• WHAT TO DO: Restate word for word the lines of the material below, from the line with "det: gray shingle roof" to the line with "det: white window frame", both lines included, and no others.

• DATA EXTRACTS:
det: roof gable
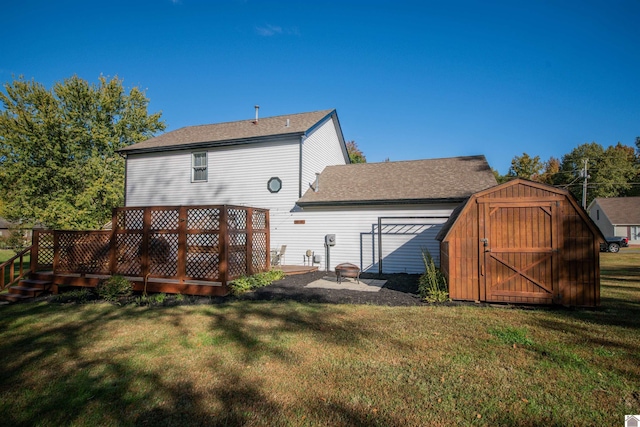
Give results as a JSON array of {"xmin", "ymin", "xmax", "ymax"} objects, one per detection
[
  {"xmin": 297, "ymin": 155, "xmax": 497, "ymax": 206},
  {"xmin": 438, "ymin": 178, "xmax": 605, "ymax": 243},
  {"xmin": 120, "ymin": 109, "xmax": 335, "ymax": 153},
  {"xmin": 591, "ymin": 197, "xmax": 640, "ymax": 225}
]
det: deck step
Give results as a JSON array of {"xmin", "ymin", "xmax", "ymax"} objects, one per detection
[
  {"xmin": 7, "ymin": 286, "xmax": 45, "ymax": 296},
  {"xmin": 19, "ymin": 279, "xmax": 52, "ymax": 288},
  {"xmin": 0, "ymin": 293, "xmax": 33, "ymax": 303}
]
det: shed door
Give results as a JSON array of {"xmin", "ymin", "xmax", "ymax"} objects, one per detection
[{"xmin": 479, "ymin": 200, "xmax": 559, "ymax": 304}]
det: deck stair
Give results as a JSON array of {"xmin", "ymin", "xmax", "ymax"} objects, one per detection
[{"xmin": 0, "ymin": 278, "xmax": 54, "ymax": 303}]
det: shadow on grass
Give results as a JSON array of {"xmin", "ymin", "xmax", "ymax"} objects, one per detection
[{"xmin": 0, "ymin": 300, "xmax": 405, "ymax": 426}]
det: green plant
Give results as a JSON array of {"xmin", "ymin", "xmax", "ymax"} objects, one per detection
[
  {"xmin": 133, "ymin": 293, "xmax": 168, "ymax": 307},
  {"xmin": 7, "ymin": 230, "xmax": 26, "ymax": 253},
  {"xmin": 96, "ymin": 275, "xmax": 133, "ymax": 302},
  {"xmin": 229, "ymin": 269, "xmax": 285, "ymax": 295},
  {"xmin": 418, "ymin": 248, "xmax": 449, "ymax": 302}
]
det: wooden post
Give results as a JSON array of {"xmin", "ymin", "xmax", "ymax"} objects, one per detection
[
  {"xmin": 246, "ymin": 208, "xmax": 254, "ymax": 275},
  {"xmin": 109, "ymin": 208, "xmax": 118, "ymax": 275},
  {"xmin": 220, "ymin": 206, "xmax": 228, "ymax": 287},
  {"xmin": 141, "ymin": 207, "xmax": 151, "ymax": 280},
  {"xmin": 177, "ymin": 206, "xmax": 187, "ymax": 283},
  {"xmin": 265, "ymin": 210, "xmax": 271, "ymax": 270},
  {"xmin": 52, "ymin": 231, "xmax": 60, "ymax": 274},
  {"xmin": 30, "ymin": 230, "xmax": 40, "ymax": 274}
]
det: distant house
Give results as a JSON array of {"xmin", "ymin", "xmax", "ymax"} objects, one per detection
[
  {"xmin": 119, "ymin": 109, "xmax": 497, "ymax": 273},
  {"xmin": 0, "ymin": 216, "xmax": 11, "ymax": 240},
  {"xmin": 587, "ymin": 197, "xmax": 640, "ymax": 244}
]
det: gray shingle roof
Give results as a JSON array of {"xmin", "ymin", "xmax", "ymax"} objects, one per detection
[
  {"xmin": 297, "ymin": 155, "xmax": 497, "ymax": 206},
  {"xmin": 120, "ymin": 109, "xmax": 335, "ymax": 153},
  {"xmin": 594, "ymin": 197, "xmax": 640, "ymax": 225}
]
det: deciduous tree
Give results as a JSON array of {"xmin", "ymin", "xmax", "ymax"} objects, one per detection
[
  {"xmin": 0, "ymin": 75, "xmax": 165, "ymax": 229},
  {"xmin": 507, "ymin": 153, "xmax": 543, "ymax": 180},
  {"xmin": 346, "ymin": 140, "xmax": 366, "ymax": 163},
  {"xmin": 554, "ymin": 142, "xmax": 638, "ymax": 205}
]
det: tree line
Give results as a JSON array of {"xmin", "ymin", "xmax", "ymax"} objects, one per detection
[{"xmin": 494, "ymin": 139, "xmax": 640, "ymax": 207}]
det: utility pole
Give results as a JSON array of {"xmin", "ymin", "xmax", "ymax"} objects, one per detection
[{"xmin": 581, "ymin": 159, "xmax": 589, "ymax": 209}]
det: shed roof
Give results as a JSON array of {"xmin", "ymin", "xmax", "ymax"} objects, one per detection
[
  {"xmin": 591, "ymin": 197, "xmax": 640, "ymax": 225},
  {"xmin": 297, "ymin": 155, "xmax": 497, "ymax": 206},
  {"xmin": 120, "ymin": 109, "xmax": 335, "ymax": 153},
  {"xmin": 437, "ymin": 178, "xmax": 605, "ymax": 243}
]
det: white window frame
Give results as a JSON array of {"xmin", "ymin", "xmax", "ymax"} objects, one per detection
[{"xmin": 192, "ymin": 152, "xmax": 208, "ymax": 182}]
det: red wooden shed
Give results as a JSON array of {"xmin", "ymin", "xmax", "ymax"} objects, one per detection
[{"xmin": 437, "ymin": 179, "xmax": 605, "ymax": 307}]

• RESULT OF THE EXERCISE:
det: gray shingle roof
Give results as a JSON array of {"xmin", "ymin", "xmax", "ymax"} objects, one per detection
[
  {"xmin": 297, "ymin": 155, "xmax": 497, "ymax": 206},
  {"xmin": 120, "ymin": 109, "xmax": 335, "ymax": 153},
  {"xmin": 594, "ymin": 197, "xmax": 640, "ymax": 225}
]
det: deciduous tree
Give results as a JSON array of {"xmin", "ymin", "xmax", "ymax"} objects, one per detection
[
  {"xmin": 0, "ymin": 75, "xmax": 165, "ymax": 229},
  {"xmin": 507, "ymin": 153, "xmax": 543, "ymax": 180},
  {"xmin": 346, "ymin": 140, "xmax": 366, "ymax": 163},
  {"xmin": 554, "ymin": 142, "xmax": 638, "ymax": 205}
]
det: tree line
Give results as a JSON array of {"xmin", "ymin", "xmax", "ymax"} objects, one per detection
[{"xmin": 494, "ymin": 139, "xmax": 640, "ymax": 207}]
det: utility pole
Give results as a JSON array of {"xmin", "ymin", "xmax", "ymax"} objects, one per detection
[{"xmin": 581, "ymin": 159, "xmax": 589, "ymax": 209}]
det: shed roof
Give results as a JSON array of {"xmin", "ymin", "xmax", "ymax"} objects, one per detection
[
  {"xmin": 591, "ymin": 197, "xmax": 640, "ymax": 225},
  {"xmin": 297, "ymin": 155, "xmax": 497, "ymax": 206},
  {"xmin": 120, "ymin": 109, "xmax": 335, "ymax": 153},
  {"xmin": 437, "ymin": 178, "xmax": 605, "ymax": 243}
]
det: white window frame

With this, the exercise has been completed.